— START OF Data records —

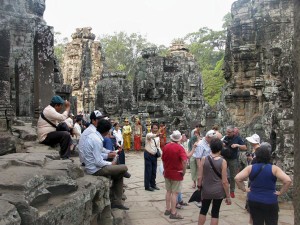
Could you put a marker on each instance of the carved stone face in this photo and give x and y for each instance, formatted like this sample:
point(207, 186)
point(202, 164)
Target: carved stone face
point(110, 105)
point(39, 7)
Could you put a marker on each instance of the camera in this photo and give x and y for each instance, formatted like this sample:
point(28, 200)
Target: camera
point(248, 154)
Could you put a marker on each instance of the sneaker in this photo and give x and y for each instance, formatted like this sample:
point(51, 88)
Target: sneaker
point(198, 204)
point(232, 194)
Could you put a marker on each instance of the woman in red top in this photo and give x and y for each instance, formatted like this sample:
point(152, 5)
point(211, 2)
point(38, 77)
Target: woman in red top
point(174, 160)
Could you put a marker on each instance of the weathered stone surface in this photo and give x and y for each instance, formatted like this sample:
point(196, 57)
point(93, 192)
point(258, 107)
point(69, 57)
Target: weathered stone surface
point(7, 143)
point(296, 71)
point(47, 191)
point(169, 88)
point(9, 214)
point(82, 67)
point(165, 89)
point(26, 133)
point(114, 94)
point(258, 68)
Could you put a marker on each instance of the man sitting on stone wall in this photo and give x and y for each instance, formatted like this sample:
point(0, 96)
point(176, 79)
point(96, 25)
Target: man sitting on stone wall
point(90, 148)
point(95, 117)
point(47, 133)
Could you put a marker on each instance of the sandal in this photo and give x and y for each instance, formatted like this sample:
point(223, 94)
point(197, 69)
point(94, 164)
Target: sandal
point(167, 212)
point(178, 206)
point(183, 203)
point(176, 216)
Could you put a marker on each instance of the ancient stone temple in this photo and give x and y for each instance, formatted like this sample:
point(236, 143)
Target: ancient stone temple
point(260, 88)
point(27, 80)
point(114, 95)
point(82, 67)
point(169, 89)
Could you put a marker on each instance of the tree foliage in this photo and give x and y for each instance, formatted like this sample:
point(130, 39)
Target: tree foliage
point(122, 51)
point(208, 47)
point(213, 82)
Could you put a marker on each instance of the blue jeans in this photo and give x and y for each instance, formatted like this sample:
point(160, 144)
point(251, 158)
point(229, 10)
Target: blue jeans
point(179, 197)
point(150, 170)
point(232, 166)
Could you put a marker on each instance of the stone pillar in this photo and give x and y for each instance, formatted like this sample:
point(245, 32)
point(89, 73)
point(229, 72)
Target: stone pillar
point(43, 69)
point(5, 106)
point(296, 57)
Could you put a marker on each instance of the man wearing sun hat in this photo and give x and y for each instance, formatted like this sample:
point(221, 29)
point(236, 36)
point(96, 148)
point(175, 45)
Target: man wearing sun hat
point(254, 141)
point(174, 160)
point(47, 133)
point(89, 132)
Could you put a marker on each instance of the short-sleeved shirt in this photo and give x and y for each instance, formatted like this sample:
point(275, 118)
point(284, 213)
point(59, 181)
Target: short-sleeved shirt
point(202, 149)
point(172, 157)
point(234, 140)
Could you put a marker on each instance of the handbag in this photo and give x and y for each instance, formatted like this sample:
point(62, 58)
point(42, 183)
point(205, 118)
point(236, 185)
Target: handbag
point(63, 127)
point(60, 127)
point(157, 154)
point(196, 196)
point(213, 167)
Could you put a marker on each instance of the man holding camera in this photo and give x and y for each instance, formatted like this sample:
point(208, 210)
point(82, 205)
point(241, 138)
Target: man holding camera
point(232, 143)
point(152, 147)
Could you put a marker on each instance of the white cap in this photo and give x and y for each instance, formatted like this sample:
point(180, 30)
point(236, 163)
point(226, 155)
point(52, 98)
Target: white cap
point(176, 136)
point(254, 139)
point(211, 133)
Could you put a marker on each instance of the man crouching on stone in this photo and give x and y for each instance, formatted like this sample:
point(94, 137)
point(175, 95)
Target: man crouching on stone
point(90, 153)
point(46, 131)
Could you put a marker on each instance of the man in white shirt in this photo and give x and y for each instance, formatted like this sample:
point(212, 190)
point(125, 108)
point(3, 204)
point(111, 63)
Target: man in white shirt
point(90, 152)
point(47, 133)
point(152, 146)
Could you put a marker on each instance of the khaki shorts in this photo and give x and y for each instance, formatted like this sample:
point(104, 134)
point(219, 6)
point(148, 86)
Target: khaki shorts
point(173, 185)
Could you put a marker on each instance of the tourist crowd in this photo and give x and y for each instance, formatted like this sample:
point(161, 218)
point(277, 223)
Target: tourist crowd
point(214, 160)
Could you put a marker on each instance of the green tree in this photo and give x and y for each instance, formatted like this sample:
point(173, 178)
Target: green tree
point(213, 81)
point(122, 51)
point(208, 47)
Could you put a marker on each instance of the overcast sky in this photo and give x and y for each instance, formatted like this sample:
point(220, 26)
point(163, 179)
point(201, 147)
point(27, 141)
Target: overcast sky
point(160, 21)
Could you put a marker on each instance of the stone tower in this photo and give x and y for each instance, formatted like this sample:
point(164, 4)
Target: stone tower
point(169, 88)
point(82, 67)
point(260, 84)
point(26, 60)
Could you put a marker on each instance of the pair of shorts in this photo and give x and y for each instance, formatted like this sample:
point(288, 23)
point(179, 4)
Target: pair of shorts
point(173, 185)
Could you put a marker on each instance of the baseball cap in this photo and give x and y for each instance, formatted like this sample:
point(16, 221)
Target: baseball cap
point(96, 115)
point(210, 133)
point(56, 99)
point(176, 136)
point(254, 139)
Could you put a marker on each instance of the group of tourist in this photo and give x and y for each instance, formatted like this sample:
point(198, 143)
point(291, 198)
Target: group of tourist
point(101, 148)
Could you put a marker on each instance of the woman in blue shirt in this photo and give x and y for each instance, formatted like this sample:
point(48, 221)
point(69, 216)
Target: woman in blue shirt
point(262, 194)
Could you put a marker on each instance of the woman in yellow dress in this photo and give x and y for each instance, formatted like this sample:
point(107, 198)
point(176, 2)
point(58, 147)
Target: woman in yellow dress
point(137, 135)
point(127, 135)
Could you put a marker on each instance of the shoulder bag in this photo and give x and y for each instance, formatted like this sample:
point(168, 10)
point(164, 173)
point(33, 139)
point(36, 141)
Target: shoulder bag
point(60, 127)
point(157, 154)
point(213, 167)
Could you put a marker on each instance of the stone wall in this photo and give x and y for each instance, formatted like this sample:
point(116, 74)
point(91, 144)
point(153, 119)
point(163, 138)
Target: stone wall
point(296, 57)
point(169, 89)
point(114, 95)
point(37, 188)
point(259, 92)
point(27, 60)
point(82, 67)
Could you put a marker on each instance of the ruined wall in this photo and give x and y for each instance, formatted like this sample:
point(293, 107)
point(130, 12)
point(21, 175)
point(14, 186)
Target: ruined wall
point(27, 60)
point(82, 67)
point(114, 95)
point(259, 92)
point(296, 57)
point(169, 88)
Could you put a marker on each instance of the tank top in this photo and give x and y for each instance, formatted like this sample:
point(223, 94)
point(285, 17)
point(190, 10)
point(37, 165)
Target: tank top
point(212, 187)
point(263, 187)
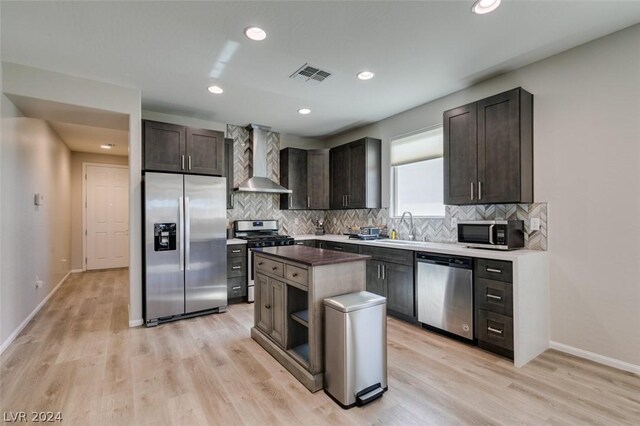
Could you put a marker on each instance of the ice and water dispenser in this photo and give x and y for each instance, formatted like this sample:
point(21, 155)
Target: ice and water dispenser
point(164, 236)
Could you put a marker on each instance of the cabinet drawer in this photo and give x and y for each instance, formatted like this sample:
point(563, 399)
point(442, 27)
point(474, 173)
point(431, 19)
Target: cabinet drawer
point(236, 287)
point(236, 267)
point(269, 266)
point(494, 296)
point(494, 269)
point(295, 274)
point(237, 250)
point(495, 329)
point(403, 257)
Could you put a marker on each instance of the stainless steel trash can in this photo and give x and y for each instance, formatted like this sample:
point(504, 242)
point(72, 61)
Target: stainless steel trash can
point(355, 348)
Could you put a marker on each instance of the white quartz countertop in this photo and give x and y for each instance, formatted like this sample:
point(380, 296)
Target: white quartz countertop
point(444, 248)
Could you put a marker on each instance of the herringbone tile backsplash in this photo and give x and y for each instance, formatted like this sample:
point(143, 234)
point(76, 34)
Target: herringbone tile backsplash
point(267, 206)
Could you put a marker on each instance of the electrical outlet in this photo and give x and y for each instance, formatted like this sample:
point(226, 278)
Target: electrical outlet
point(534, 225)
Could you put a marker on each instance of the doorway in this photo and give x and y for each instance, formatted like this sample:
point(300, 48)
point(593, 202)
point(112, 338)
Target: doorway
point(106, 216)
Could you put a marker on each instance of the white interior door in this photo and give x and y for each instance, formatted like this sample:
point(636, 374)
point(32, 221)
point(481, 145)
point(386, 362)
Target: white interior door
point(107, 217)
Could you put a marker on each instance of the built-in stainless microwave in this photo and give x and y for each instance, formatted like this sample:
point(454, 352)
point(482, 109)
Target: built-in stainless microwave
point(493, 234)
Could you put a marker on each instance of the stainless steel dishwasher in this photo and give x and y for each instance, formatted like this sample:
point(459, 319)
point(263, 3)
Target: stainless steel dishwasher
point(445, 293)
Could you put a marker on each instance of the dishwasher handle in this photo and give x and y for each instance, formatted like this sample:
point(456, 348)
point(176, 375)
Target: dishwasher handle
point(450, 261)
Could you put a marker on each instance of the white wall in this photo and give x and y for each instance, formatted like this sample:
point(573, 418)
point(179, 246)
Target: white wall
point(48, 85)
point(77, 231)
point(36, 242)
point(587, 167)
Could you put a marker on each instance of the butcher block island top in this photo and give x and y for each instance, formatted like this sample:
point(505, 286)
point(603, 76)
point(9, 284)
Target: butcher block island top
point(311, 256)
point(291, 283)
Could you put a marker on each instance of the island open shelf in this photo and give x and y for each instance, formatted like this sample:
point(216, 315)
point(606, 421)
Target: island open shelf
point(291, 285)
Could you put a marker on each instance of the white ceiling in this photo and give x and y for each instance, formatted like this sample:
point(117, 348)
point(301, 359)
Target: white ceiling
point(82, 129)
point(419, 51)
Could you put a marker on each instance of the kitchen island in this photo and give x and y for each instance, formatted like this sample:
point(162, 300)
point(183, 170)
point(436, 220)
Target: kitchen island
point(291, 283)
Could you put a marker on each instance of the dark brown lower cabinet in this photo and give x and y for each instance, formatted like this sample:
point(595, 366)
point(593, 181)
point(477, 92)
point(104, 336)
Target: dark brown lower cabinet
point(236, 273)
point(271, 314)
point(493, 284)
point(393, 281)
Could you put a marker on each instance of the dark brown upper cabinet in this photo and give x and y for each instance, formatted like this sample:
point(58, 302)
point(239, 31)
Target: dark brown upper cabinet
point(306, 173)
point(488, 150)
point(355, 175)
point(318, 179)
point(293, 176)
point(174, 148)
point(228, 170)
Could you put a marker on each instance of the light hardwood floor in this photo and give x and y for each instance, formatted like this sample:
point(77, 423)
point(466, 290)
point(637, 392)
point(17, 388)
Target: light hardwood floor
point(78, 356)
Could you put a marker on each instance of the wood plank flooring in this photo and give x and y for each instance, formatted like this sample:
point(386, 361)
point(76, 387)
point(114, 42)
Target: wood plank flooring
point(78, 356)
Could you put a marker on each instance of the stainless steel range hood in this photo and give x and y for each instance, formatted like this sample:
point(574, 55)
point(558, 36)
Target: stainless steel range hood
point(259, 182)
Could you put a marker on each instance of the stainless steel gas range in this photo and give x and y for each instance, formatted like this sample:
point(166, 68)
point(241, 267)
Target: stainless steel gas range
point(258, 233)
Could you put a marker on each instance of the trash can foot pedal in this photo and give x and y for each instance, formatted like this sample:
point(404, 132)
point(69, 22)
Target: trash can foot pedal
point(369, 394)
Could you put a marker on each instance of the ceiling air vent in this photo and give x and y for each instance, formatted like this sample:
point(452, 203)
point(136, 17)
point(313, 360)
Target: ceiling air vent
point(310, 74)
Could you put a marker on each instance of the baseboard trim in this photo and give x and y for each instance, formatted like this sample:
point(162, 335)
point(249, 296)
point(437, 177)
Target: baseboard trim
point(592, 356)
point(136, 323)
point(24, 323)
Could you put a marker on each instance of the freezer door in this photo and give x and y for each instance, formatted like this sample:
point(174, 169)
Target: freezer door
point(445, 298)
point(205, 242)
point(164, 275)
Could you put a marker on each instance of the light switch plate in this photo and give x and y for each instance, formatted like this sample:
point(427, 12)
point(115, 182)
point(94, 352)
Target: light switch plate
point(534, 225)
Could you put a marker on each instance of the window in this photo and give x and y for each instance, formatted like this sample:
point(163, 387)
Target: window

— END OF Data records —

What you need to do: Please reproduce, word for word, the part of the items that opens with the line containing "the white ceiling" and closes with the line containing "point(259, 182)", including both of those lines.

Written answer:
Could you put a marker on each instance of the white ceiling in this photo and give x and y for each instance, formatted like this sample:
point(117, 348)
point(301, 359)
Target: white ceiling
point(82, 129)
point(419, 51)
Could you put a marker on each instance of the kitchen island in this photo and give x and y for each instance, formatted like this sample:
point(162, 300)
point(183, 170)
point(436, 220)
Target: kitchen island
point(291, 283)
Could you put a marker on each instance of the dark brown lower cabinet in this photo and give x and y for each instance, formatted like this sample:
point(595, 366)
point(593, 181)
point(477, 92)
point(104, 336)
Target: dark brown lower cabinet
point(236, 273)
point(271, 314)
point(493, 284)
point(393, 281)
Could you put a marker on each instance of the dark brown upper cabinet in this photo and give x and y for each instance, formatted like this sample:
point(58, 302)
point(239, 31)
Target: dark brown upper cabinet
point(306, 173)
point(488, 150)
point(355, 175)
point(318, 179)
point(293, 176)
point(174, 148)
point(228, 170)
Could you put a marker on each instance of the light hardwood floor in this photo and give x and y for each instance, formatted like this sample:
point(77, 423)
point(466, 290)
point(637, 392)
point(17, 388)
Target: light hardwood floor
point(78, 356)
Could you put a marker on each instance of the wood plank flooring in this photo and give x and y for each instance, formatted like this sample:
point(386, 361)
point(76, 387)
point(114, 42)
Target: wood plank flooring
point(78, 356)
Could you put a marker on each instance of the stainless steel range hood in this photo and give x and y for each instance, formatted like this sample:
point(574, 55)
point(558, 36)
Target: stainless steel range hood
point(259, 182)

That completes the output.